◆ **What you will do**:
Edit the lines below so that "one spot" becomes "a single spot" wherever it occurs, leaving everything else as it is.

◆ **Dataset rows**:
::::::::::

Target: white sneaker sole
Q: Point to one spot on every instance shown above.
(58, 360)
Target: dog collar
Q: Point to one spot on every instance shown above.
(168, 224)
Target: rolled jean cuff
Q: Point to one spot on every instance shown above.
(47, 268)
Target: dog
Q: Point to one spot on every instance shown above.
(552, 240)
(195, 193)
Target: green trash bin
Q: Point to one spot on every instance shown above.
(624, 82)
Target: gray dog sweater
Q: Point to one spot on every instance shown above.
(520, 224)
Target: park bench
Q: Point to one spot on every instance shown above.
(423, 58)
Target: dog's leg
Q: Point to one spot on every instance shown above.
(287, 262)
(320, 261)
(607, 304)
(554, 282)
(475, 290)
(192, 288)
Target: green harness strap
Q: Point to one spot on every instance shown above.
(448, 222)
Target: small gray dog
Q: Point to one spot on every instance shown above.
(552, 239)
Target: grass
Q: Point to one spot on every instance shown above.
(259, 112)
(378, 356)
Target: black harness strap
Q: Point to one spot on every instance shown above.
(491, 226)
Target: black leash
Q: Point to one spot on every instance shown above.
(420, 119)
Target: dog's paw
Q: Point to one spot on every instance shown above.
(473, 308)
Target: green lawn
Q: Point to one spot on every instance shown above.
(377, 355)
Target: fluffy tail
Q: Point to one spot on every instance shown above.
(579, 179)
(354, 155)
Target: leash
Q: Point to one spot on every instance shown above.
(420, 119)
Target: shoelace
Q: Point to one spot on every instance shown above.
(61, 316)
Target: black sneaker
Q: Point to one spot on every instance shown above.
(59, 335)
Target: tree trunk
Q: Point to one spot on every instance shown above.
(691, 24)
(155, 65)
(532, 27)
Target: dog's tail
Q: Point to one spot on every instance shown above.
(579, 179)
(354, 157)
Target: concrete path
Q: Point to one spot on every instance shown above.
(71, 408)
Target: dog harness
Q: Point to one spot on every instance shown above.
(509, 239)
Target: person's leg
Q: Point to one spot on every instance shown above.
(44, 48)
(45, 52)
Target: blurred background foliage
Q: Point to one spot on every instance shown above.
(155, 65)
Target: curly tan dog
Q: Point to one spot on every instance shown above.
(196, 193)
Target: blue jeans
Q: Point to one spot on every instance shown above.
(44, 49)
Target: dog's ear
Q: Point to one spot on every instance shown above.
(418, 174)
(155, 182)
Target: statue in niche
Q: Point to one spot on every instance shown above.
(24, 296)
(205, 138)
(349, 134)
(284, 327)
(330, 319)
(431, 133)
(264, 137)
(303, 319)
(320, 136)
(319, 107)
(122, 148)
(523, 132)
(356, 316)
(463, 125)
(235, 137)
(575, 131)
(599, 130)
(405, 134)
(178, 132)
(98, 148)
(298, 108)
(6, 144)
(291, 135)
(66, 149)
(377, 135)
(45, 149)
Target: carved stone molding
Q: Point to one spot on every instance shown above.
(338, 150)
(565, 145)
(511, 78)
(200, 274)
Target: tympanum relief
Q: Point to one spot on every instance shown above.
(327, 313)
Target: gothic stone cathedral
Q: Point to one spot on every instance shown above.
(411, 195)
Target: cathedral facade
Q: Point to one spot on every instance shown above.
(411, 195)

::::::::::

◆ **Finished task**:
Target: white sneaker sole
Q: Point to a single spot on every instance shown above.
(58, 360)
Target: dog collar
Q: Point to a single spot on every instance shown above.
(168, 224)
Target: rolled jean cuff
Q: Point to a single spot on every instance shown above.
(47, 268)
Target: dog
Q: Point to a single spot on every instance shown above.
(552, 240)
(195, 193)
Target: green trash bin
Q: Point to a single spot on every instance shown above.
(624, 82)
Target: gray dog sweater
Q: Point to a single spot on every instance shown above.
(520, 224)
Target: park bench
Q: Point to a single spot on every instance shown above.
(423, 58)
Target: dog's leg
Q: Point to a single spot on every instance shown above.
(287, 262)
(320, 261)
(607, 304)
(554, 282)
(475, 290)
(192, 288)
Target: green harness strap
Q: Point to a single spot on every instance shown above.
(448, 222)
Target: small gray dog
Q: Point to a single spot on every instance shown above.
(552, 239)
Target: grass
Q: Point to a single spot on every instance shown above.
(259, 112)
(378, 356)
Target: black harness strap
Q: Point to a single spot on every instance shown above.
(491, 226)
Target: black leash
Q: Point to a single spot on every instance shown above.
(420, 119)
Target: dog's paw
Q: Point to a single spot on every instance shown above.
(473, 308)
Target: green lawn
Q: Point to a single spot on every instance shown above.
(377, 355)
Target: fluffy tail
Q: Point to a single spot on every instance shown above.
(579, 179)
(354, 155)
Target: leash
Q: Point to a single spot on every instance shown above.
(420, 119)
Target: shoelace
Q: Point to a single spot on every instance shown above.
(61, 316)
Target: black sneaker
Q: Point to a single spot on every instance shown above.
(59, 335)
Target: tree trunk
Q: Point to a single spot on every instance shown above.
(691, 24)
(155, 65)
(532, 27)
Target: dog's tail
Q: Point to a single spot on every instance shown above.
(579, 179)
(354, 157)
Target: concrete path
Q: Point to a single spot on every instance shown above.
(71, 408)
Target: dog harness
Q: Point to a single spot on every instance shown above.
(509, 239)
Target: person's leg
Q: Point to a single spot on every instance shown above.
(44, 48)
(45, 52)
Target: blurred background foliage
Q: Point to a single spot on every instance shown above.
(155, 65)
Target: curly tan dog
Q: Point to a single spot on every instance shown above.
(196, 193)
Target: blue jeans
Q: Point to a single spot on every instance shown above.
(44, 49)
Target: dog's ear
Q: Point to a single spot on every instance shown above.
(418, 174)
(155, 182)
Target: statue in niche
Q: Point to a single spot on every instance shown above.
(24, 296)
(205, 138)
(349, 134)
(284, 327)
(330, 319)
(431, 133)
(264, 137)
(303, 319)
(320, 136)
(319, 107)
(122, 148)
(523, 132)
(356, 316)
(463, 125)
(235, 137)
(575, 131)
(599, 130)
(405, 134)
(178, 132)
(98, 148)
(298, 108)
(6, 144)
(291, 135)
(66, 149)
(377, 135)
(45, 149)
Target: carved stone molding
Q: Point to a single spot on every instance shown above.
(338, 150)
(565, 145)
(511, 78)
(200, 274)
Target: tympanum relief
Q: Point to a single spot on every instance shown above.
(327, 313)
Target: gothic stone cathedral
Q: Point to a single spot on every instance shown above.
(411, 195)
Target: cathedral facade
Q: Point to a single spot on every instance shown above.
(411, 195)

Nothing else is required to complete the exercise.